» **Activity**:
Go to the line below that has "point: one pixel per instance, each like <point>168,196</point>.", print it and each line after it exactly, and stop after the line that has "point: one pixel per instance, each like <point>14,73</point>."; leave out pictures.

» **Items from a dataset**:
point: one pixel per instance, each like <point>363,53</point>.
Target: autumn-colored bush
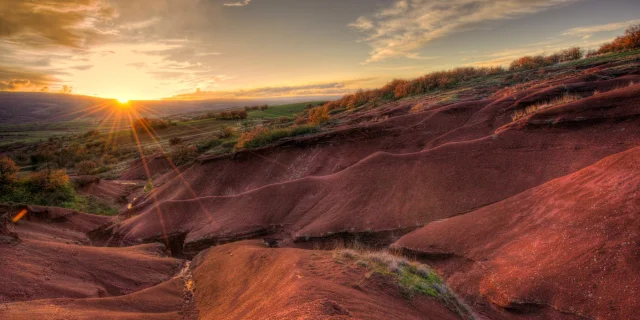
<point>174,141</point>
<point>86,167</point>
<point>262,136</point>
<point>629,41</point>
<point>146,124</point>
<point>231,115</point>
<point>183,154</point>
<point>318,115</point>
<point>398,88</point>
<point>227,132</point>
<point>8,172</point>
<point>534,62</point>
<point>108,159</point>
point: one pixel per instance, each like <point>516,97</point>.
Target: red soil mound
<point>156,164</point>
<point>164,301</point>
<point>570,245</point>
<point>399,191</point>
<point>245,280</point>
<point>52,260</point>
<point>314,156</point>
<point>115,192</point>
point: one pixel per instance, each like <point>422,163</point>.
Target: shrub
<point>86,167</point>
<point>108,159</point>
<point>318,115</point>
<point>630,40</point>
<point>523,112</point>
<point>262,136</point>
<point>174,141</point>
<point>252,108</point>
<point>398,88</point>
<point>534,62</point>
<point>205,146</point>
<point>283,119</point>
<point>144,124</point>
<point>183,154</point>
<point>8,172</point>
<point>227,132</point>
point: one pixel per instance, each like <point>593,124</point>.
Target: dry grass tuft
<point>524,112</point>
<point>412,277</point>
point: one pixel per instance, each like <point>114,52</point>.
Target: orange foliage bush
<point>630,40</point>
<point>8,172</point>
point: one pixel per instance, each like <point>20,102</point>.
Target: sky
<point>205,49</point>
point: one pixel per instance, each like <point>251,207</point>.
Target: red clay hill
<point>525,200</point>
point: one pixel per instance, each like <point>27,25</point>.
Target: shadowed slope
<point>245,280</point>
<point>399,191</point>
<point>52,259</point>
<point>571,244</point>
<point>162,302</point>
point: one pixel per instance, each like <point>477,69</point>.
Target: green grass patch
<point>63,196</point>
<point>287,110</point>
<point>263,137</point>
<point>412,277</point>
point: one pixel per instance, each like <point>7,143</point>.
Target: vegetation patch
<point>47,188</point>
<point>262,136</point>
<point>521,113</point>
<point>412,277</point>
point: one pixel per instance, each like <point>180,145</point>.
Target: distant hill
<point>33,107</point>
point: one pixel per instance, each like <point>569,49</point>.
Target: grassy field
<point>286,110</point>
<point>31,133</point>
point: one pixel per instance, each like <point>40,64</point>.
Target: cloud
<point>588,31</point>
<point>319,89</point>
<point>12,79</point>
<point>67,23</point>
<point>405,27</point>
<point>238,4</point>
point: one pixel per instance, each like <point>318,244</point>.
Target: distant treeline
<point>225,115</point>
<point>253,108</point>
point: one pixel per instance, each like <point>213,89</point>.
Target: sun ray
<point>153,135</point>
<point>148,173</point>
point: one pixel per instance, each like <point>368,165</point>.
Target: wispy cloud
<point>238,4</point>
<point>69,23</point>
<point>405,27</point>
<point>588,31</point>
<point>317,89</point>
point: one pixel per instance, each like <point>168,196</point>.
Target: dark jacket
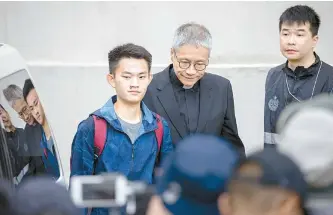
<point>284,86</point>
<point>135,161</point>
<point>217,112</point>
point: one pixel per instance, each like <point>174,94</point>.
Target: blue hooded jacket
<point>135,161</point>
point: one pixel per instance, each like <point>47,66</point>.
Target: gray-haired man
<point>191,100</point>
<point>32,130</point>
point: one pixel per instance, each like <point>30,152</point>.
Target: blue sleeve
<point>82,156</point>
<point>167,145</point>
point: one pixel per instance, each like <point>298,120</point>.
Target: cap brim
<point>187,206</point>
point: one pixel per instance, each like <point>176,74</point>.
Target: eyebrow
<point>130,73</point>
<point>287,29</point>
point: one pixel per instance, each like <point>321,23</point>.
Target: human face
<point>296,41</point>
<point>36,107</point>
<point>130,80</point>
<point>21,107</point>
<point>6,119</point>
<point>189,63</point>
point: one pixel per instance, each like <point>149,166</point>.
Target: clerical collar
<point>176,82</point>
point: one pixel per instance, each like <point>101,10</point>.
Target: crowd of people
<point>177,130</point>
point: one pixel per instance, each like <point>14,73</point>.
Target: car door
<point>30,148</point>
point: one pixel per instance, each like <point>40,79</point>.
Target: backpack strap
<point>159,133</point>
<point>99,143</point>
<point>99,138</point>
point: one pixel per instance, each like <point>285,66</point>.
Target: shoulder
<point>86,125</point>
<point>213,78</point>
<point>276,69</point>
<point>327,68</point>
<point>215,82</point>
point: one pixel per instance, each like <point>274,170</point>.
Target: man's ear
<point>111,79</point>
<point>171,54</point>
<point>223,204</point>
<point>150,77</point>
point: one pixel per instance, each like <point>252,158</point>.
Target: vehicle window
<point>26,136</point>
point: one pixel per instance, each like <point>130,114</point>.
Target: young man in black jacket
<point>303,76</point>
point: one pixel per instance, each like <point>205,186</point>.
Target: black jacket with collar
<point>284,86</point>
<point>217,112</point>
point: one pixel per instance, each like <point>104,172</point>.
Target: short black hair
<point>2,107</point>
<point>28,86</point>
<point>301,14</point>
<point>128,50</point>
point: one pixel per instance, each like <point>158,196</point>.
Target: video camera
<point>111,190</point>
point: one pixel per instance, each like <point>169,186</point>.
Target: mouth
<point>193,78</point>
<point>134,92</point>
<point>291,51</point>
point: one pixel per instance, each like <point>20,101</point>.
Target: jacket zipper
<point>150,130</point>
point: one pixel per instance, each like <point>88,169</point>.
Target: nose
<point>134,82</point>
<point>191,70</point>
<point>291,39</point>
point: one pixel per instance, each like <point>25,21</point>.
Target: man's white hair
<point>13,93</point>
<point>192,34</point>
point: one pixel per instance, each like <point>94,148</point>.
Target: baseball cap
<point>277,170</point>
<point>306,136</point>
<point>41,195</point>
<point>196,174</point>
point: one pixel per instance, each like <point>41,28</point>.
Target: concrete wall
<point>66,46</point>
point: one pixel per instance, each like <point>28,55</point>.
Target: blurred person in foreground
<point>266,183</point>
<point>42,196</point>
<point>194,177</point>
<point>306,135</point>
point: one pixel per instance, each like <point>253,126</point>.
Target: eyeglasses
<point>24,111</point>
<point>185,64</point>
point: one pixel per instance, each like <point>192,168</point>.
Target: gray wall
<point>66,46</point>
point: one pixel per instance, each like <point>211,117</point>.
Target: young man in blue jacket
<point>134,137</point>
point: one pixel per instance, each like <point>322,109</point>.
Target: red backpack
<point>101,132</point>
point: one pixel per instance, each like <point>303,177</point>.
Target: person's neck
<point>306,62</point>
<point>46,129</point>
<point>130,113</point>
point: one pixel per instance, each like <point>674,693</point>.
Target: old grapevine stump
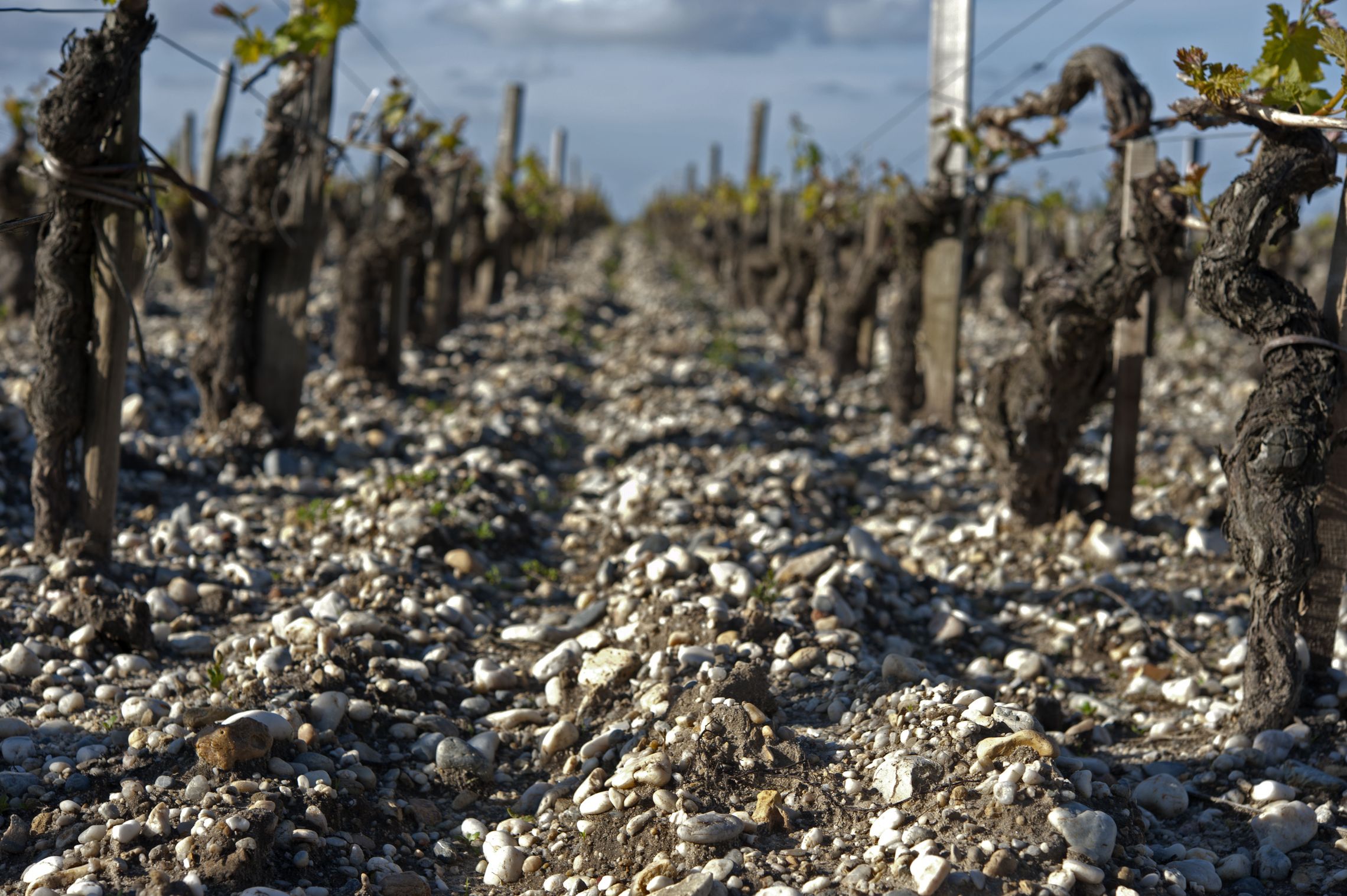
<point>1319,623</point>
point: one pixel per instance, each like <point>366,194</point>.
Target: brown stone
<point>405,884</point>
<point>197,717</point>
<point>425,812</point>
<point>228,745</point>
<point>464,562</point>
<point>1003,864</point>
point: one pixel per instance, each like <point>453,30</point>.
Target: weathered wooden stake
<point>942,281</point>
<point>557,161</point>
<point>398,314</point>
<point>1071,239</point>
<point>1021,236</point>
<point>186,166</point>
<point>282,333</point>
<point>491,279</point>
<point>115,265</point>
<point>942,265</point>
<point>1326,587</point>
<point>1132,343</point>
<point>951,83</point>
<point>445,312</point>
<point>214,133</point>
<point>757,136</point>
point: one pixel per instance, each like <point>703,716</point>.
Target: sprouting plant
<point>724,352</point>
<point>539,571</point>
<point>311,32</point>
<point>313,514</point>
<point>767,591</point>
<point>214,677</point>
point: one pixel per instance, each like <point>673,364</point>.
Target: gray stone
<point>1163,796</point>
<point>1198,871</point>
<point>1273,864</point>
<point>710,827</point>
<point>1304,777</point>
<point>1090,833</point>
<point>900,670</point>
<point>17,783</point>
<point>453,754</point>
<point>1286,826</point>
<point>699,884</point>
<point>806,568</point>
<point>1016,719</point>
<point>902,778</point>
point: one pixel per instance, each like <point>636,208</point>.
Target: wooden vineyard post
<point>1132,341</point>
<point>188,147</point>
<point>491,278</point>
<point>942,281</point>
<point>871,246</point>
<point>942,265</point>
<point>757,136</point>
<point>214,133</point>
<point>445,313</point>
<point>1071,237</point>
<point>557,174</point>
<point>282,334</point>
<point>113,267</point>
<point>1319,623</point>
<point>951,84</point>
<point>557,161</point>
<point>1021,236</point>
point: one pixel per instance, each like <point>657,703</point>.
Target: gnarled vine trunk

» **Result of the task**:
point: one pixel per instance, each like <point>168,196</point>.
Target: dark jacket
<point>284,86</point>
<point>135,161</point>
<point>217,112</point>
point: one pixel per instance, each like <point>174,94</point>.
Target: blue hooded jacket
<point>135,161</point>
point: one pixel per instance, each like <point>47,66</point>.
Target: gray-haired man
<point>191,100</point>
<point>32,130</point>
point: one pixel per instance, each like <point>30,152</point>.
Target: blue sleeve
<point>82,156</point>
<point>167,145</point>
point: one pixel per instance, each like <point>298,120</point>.
Target: cap brim
<point>187,206</point>
point: one pixel per instance, each like <point>176,74</point>.
Target: eyebrow
<point>130,73</point>
<point>287,29</point>
point: one pixel per instance, each like <point>321,23</point>.
Target: human face
<point>296,41</point>
<point>36,107</point>
<point>130,80</point>
<point>21,107</point>
<point>6,119</point>
<point>189,63</point>
point: one pixel per instance, each like <point>149,166</point>.
Target: clerical collar
<point>176,82</point>
point: one pixel per instance, each like <point>101,10</point>.
Target: crowd of people
<point>177,130</point>
point: one pixel per instance, each like <point>14,73</point>.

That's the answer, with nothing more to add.